▸ Task objective: Reproduce the line that contains "Where can you find the smartphone" and every line after it through the end of the records, exactly, with nothing added.
━━━━━ Entries supplied
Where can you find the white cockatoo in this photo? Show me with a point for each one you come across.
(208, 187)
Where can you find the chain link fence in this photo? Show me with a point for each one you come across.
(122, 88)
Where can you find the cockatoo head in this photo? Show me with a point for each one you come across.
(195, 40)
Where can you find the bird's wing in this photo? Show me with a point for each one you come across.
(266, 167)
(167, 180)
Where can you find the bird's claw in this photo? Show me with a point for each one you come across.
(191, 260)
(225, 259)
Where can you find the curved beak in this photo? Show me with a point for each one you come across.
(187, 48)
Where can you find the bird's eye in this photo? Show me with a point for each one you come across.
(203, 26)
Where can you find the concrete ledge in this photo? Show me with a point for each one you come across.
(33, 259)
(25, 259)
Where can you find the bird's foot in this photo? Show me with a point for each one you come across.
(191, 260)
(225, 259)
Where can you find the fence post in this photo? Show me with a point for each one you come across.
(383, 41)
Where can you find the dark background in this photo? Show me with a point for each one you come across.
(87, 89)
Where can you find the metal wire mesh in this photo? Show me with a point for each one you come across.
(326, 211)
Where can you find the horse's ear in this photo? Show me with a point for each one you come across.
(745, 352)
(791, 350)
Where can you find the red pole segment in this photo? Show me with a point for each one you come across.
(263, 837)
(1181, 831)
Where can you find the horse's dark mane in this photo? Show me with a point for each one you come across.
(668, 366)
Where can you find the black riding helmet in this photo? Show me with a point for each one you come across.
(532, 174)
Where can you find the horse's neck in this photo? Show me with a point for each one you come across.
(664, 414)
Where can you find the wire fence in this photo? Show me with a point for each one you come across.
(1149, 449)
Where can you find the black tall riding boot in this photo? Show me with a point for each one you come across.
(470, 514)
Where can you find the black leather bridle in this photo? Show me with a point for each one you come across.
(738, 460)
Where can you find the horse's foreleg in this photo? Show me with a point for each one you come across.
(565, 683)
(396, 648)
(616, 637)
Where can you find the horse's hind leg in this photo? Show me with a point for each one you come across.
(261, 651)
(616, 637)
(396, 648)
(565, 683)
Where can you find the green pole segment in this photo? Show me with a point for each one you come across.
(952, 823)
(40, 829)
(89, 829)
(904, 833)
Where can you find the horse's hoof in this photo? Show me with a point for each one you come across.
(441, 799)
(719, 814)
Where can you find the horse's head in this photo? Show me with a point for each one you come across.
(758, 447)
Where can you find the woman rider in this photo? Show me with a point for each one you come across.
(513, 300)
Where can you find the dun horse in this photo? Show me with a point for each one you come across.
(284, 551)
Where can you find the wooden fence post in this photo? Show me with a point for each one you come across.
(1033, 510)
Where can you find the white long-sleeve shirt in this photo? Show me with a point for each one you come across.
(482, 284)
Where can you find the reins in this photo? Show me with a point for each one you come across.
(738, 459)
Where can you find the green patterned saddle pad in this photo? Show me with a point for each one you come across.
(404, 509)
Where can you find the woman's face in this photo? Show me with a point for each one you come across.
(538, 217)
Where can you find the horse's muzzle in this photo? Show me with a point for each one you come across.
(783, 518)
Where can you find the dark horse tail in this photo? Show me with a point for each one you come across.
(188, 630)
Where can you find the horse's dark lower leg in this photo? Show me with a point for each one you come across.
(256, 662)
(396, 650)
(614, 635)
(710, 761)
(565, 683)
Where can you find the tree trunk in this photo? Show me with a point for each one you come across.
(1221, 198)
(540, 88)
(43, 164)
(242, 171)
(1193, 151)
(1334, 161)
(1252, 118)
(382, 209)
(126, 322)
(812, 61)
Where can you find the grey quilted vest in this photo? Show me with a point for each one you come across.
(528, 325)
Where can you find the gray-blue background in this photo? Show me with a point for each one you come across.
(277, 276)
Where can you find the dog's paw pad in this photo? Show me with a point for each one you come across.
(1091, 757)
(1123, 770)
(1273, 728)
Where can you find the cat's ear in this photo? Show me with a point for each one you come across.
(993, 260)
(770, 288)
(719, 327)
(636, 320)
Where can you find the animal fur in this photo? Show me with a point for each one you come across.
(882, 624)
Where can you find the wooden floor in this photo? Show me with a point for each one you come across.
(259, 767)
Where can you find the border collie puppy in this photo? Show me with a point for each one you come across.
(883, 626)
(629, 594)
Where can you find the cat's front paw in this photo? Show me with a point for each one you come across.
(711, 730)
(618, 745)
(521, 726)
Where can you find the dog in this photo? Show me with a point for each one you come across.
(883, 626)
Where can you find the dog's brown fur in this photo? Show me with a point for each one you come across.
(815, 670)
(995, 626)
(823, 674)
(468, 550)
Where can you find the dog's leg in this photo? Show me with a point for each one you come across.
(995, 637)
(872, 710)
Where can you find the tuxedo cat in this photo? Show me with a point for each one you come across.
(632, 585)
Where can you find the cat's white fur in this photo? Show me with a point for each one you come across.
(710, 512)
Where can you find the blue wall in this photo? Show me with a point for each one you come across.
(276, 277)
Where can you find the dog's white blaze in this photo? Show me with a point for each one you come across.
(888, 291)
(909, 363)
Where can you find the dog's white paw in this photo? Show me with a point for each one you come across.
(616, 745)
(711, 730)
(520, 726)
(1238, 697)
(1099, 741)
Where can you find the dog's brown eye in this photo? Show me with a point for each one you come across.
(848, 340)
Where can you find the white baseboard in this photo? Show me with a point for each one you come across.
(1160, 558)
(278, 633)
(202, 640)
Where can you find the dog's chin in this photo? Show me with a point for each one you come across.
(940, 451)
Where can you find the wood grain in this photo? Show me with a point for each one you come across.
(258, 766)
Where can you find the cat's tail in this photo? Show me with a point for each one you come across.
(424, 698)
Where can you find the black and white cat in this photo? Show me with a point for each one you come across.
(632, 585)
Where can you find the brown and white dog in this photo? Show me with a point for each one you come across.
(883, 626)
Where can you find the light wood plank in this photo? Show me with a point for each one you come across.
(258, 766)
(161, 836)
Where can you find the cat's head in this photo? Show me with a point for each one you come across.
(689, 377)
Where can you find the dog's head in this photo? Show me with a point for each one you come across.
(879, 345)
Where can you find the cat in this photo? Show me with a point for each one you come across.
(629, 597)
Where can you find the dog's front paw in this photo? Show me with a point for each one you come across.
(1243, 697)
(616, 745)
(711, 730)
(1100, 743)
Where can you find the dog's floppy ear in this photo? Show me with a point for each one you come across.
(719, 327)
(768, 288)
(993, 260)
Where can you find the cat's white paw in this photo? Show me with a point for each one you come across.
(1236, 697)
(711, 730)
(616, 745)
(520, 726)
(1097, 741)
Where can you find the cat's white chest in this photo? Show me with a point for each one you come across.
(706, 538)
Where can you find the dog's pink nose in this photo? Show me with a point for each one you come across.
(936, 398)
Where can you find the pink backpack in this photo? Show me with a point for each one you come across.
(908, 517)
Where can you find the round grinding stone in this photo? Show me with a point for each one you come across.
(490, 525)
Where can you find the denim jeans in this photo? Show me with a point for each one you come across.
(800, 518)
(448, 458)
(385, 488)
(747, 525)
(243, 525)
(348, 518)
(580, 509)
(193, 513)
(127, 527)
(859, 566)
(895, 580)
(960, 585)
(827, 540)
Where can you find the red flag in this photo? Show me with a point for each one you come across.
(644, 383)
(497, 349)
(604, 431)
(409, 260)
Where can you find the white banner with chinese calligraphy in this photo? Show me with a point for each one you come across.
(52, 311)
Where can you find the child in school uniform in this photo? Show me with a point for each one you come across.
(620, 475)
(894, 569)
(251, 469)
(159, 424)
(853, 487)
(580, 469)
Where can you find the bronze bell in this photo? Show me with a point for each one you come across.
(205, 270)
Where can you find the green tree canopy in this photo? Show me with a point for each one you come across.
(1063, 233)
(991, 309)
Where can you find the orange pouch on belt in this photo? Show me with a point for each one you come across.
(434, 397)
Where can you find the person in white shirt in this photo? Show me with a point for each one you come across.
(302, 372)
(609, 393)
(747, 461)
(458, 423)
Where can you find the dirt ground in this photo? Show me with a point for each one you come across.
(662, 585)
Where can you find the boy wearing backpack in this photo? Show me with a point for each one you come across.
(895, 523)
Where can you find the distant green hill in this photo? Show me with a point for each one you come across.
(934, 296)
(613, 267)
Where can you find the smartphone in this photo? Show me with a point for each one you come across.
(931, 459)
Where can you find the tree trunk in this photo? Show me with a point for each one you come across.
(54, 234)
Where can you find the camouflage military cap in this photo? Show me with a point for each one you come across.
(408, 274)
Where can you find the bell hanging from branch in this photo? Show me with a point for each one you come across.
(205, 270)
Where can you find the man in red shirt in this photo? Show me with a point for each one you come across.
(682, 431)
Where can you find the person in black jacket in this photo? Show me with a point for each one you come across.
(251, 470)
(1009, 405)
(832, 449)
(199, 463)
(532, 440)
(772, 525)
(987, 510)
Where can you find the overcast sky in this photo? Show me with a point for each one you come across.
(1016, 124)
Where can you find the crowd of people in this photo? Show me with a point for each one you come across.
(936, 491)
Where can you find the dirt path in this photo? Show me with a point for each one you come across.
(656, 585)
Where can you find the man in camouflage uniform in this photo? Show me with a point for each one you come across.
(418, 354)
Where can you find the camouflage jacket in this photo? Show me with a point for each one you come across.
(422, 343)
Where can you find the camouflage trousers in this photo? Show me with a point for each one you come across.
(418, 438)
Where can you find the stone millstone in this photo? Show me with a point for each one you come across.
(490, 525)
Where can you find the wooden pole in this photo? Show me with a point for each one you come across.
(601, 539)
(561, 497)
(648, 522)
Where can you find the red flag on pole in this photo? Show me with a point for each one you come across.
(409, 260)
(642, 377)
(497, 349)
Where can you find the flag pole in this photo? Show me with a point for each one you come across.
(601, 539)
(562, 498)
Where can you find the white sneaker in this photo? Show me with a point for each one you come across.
━━━━━━━━━━
▸ Solved problem:
Where can you find the smartphone in this photo? Show me with a point for each one you come across.
(931, 459)
Where can you find the tree trunk in this photo? Show me with a point for each one you come across.
(54, 234)
Where can you find the camouflage military cap in this photo? Show me with a point for each one you come across.
(408, 274)
Where can you find the bell hanging from branch in this photo? Show me with a point for each one you come across.
(205, 270)
Where can you find the man in red shirt in this photo? Show me with a point for each one you come across.
(682, 431)
Where can you find the person in black jacket in this photo? Show me with a point for each one you come across.
(251, 470)
(1009, 405)
(832, 449)
(199, 463)
(532, 440)
(772, 525)
(987, 510)
Where can you find the overcast sky in this photo? Show me with a point for each one you come across.
(1016, 124)
Where can you find the crowd of people in this photo? Show me with a point for each one you come across.
(936, 491)
Where can you find the dirt path in this photo? Show me with a point for each one you come across.
(656, 585)
Where can you find the man in camouflage uniform in this photo? Show me with a point for each one you come across.
(418, 354)
Where can you find the camouflage jacket in this photo? Show me with a point for each one you come across.
(422, 343)
Where can you find the camouflage trousers in this photo? Show me with a point for each one you come across.
(418, 438)
Where can you find the stone millstone in this photo? Show me with a point for each one you come across.
(490, 525)
Where can you find the wooden pole in this photo? Show me with a point for each one you come across.
(601, 539)
(561, 497)
(648, 522)
Where can you find the red flag on pole in this photo? Show me with a point for each one you come across.
(409, 260)
(642, 377)
(497, 349)
Where can you find the flag pole in this photo? Show me with a point for each one you come across.
(601, 539)
(562, 498)
Where can you find the white sneaker in this photo? Show me with a point for each one you come across.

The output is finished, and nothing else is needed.